▶ [Set of tasks]:
a. In the driver review, what swing speed does Brian have?
b. Reproduce the driver review word for word from "Brian from the" to "feel to it.".
++++ Given passage ++++
Brian from the channel got himself a new Speed zone and has been THUMPING it up to 275 yards. He has a swing speed of around 98 to 103 mph and settled on this driver over the F9 because of the crown. The face melts into the crown in a much smoother way to the F9, giving the face a very BIG feel to it.
The sweet spot is really easy to find on the club and with the right shaft, is a well-weighted and balanced club. You can also purchase 3rd party weight kits to play with the two weights on the bottom of the club for more penetrating flight or more spin.
A Titleist driver that is actually forgiving
The TSi range of Titleist driver are some of the most played on the Tour. The range has one for every level of golfer and this one is for players looking for increased distance, but need some forgiveness for when they can't to hit the ball in the center every time which is pretty much everyone over a 2 handicap!
Now that's not to say it's for high handicappers. I wouldn't give a Titleist to a high handicapper. We all struggle with the sweet spot at times, but this driver is one that allows you to maximize speed, even with a smoother swing.
++++ Excerpted records ++++
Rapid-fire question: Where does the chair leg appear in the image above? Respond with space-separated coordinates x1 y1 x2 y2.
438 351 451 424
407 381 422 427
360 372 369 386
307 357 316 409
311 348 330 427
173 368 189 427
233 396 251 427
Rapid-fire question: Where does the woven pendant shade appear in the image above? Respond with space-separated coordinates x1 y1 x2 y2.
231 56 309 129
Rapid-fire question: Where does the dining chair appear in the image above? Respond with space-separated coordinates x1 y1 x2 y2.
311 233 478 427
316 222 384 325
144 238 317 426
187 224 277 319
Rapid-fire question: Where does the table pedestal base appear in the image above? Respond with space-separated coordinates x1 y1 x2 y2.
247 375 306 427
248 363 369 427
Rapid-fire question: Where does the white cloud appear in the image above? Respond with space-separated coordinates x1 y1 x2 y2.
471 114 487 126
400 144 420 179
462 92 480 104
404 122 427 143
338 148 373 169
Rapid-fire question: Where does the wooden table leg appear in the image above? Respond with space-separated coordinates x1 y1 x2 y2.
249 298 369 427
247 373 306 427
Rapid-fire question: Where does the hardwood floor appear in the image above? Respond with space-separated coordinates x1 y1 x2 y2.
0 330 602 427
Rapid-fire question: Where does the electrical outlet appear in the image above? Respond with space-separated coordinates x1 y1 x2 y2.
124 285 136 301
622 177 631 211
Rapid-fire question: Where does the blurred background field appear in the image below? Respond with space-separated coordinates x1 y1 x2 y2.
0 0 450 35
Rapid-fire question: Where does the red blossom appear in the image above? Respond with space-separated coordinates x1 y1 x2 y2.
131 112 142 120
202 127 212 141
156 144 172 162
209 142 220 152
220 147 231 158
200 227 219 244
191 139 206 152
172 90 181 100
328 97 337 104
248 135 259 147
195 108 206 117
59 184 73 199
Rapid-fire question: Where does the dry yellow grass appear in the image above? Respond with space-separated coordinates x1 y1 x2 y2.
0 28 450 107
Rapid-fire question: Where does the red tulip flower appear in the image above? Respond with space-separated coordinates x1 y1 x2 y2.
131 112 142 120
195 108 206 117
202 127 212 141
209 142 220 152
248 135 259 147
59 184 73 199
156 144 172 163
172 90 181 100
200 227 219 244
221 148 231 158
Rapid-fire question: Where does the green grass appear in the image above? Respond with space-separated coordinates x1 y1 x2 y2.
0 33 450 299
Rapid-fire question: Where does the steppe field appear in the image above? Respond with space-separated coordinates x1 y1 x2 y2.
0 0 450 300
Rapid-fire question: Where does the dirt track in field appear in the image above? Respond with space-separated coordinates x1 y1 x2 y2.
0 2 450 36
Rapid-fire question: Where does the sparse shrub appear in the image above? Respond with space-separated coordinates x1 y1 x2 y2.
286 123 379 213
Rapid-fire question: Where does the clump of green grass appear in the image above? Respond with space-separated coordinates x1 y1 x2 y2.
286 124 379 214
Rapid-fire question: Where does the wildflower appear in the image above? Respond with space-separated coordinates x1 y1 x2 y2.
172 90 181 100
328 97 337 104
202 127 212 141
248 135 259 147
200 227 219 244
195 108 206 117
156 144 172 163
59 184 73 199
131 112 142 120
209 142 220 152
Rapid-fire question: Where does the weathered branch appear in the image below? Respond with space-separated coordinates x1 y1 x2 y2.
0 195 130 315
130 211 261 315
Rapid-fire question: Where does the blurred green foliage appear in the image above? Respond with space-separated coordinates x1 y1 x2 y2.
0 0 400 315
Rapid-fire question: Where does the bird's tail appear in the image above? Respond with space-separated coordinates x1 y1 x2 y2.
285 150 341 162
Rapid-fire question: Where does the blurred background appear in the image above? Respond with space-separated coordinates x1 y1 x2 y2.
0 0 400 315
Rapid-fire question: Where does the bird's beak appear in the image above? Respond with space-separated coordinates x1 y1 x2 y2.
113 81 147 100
++++
▶ [Exercise responses]:
a. Around 98 to 103 mph.

b.
Brian from the channel got himself a new Speed zone and has been THUMPING it up to 275 yards. He has a swing speed of around 98 to 103 mph and settled on this driver over the F9 because of the crown. The face melts into the crown in a much smoother way to the F9, giving the face a very BIG feel to it.